-- BEGIN RECORDS --

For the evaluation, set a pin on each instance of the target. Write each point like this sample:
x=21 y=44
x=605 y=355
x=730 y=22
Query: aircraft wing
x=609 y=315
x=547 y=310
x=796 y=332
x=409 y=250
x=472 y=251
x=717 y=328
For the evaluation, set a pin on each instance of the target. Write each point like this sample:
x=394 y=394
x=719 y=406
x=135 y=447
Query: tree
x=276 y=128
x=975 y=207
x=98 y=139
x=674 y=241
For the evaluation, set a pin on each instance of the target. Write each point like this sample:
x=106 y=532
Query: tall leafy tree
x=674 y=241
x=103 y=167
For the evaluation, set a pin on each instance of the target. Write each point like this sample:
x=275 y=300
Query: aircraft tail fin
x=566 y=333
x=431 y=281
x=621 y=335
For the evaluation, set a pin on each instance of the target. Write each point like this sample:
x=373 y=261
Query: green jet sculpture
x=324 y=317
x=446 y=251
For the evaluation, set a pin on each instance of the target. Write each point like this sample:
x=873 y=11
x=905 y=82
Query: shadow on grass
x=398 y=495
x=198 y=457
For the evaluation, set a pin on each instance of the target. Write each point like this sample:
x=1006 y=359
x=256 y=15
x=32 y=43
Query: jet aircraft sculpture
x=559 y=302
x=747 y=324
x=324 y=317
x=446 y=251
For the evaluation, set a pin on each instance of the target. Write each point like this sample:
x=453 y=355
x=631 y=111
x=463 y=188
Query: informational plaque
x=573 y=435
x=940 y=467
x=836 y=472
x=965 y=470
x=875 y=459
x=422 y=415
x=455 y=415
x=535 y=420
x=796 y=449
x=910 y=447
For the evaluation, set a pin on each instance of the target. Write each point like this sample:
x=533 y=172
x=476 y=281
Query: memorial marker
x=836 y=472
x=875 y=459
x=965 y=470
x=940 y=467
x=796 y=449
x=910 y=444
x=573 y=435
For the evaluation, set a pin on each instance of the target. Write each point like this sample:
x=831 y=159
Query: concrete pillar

-- END RECORDS --

> **WHAT IS BEING ASKED**
Recast every line of the items above as a Markdown table with the columns "No." and "Line", numbering the rows in order and leaving out blank lines.

> **SOLUTION TO THIS TASK**
| No. | Line |
|---|---|
| 1 | For the evaluation, set a pin on each instance of the target. Write each point like this sample: |
| 2 | x=21 y=44 |
| 3 | x=605 y=355 |
| 4 | x=730 y=22 |
| 5 | Query: aircraft wing |
| 6 | x=609 y=315 |
| 7 | x=547 y=310 |
| 8 | x=796 y=332 |
| 9 | x=409 y=250 |
| 10 | x=472 y=251 |
| 11 | x=717 y=328 |
| 12 | For the evaluation, set a pin on each instance of the target. Write each point like this sample: |
| 13 | x=394 y=394 |
| 14 | x=719 y=406 |
| 15 | x=135 y=447 |
| 16 | Query: tree |
| 17 | x=276 y=128 |
| 18 | x=975 y=207 |
| 19 | x=98 y=139 |
| 20 | x=674 y=241 |
| 21 | For the evaluation, set a pin on each instance of the target. Write each point like this sample: |
| 22 | x=106 y=532 |
| 23 | Query: tall leafy tree |
| 24 | x=674 y=241 |
| 25 | x=103 y=167 |
| 26 | For the evaluation, set a pin on each instance of the target. Write each point like this sample: |
| 27 | x=275 y=300 |
| 28 | Query: aircraft tail fin |
| 29 | x=566 y=333 |
| 30 | x=431 y=281 |
| 31 | x=621 y=335 |
| 32 | For the evaluation, set a pin on each instance of the target. Write each point like this sample: |
| 33 | x=373 y=261 |
| 34 | Query: green jet sculpture |
| 35 | x=324 y=317 |
| 36 | x=446 y=251 |
| 37 | For the evaluation, set a pin on each instance of the target. Write each point like this sample: |
| 38 | x=873 y=11 |
| 39 | x=905 y=82 |
| 40 | Query: shadow on grass |
| 41 | x=398 y=495 |
| 42 | x=198 y=457 |
| 43 | For the evaluation, set a pin on each instance of the target. Write each point like this sample: |
| 44 | x=1006 y=359 |
| 45 | x=256 y=15 |
| 46 | x=32 y=43 |
| 47 | Query: jet aircraft sculpture |
| 48 | x=559 y=302 |
| 49 | x=747 y=324 |
| 50 | x=324 y=317 |
| 51 | x=446 y=251 |
| 52 | For the evaluation, set a pin on each instance of the target. Write each point like this sample: |
| 53 | x=453 y=355 |
| 54 | x=631 y=111 |
| 55 | x=463 y=188 |
| 56 | Query: informational plaque |
| 57 | x=573 y=435 |
| 58 | x=940 y=467 |
| 59 | x=836 y=472 |
| 60 | x=965 y=470 |
| 61 | x=875 y=459 |
| 62 | x=422 y=415 |
| 63 | x=455 y=415 |
| 64 | x=535 y=420 |
| 65 | x=796 y=449 |
| 66 | x=910 y=447 |
| 67 | For the evaluation, set a pin on each instance of the target. Write each point like this sample: |
| 68 | x=533 y=172 |
| 69 | x=476 y=281 |
| 70 | Query: memorial marker |
| 71 | x=836 y=472 |
| 72 | x=875 y=459 |
| 73 | x=965 y=470 |
| 74 | x=940 y=467 |
| 75 | x=796 y=449 |
| 76 | x=910 y=444 |
| 77 | x=573 y=435 |
| 78 | For the evaluation, set a pin on each instance of the target. Write each point like this sample: |
| 79 | x=831 y=159 |
| 80 | Query: concrete pillar |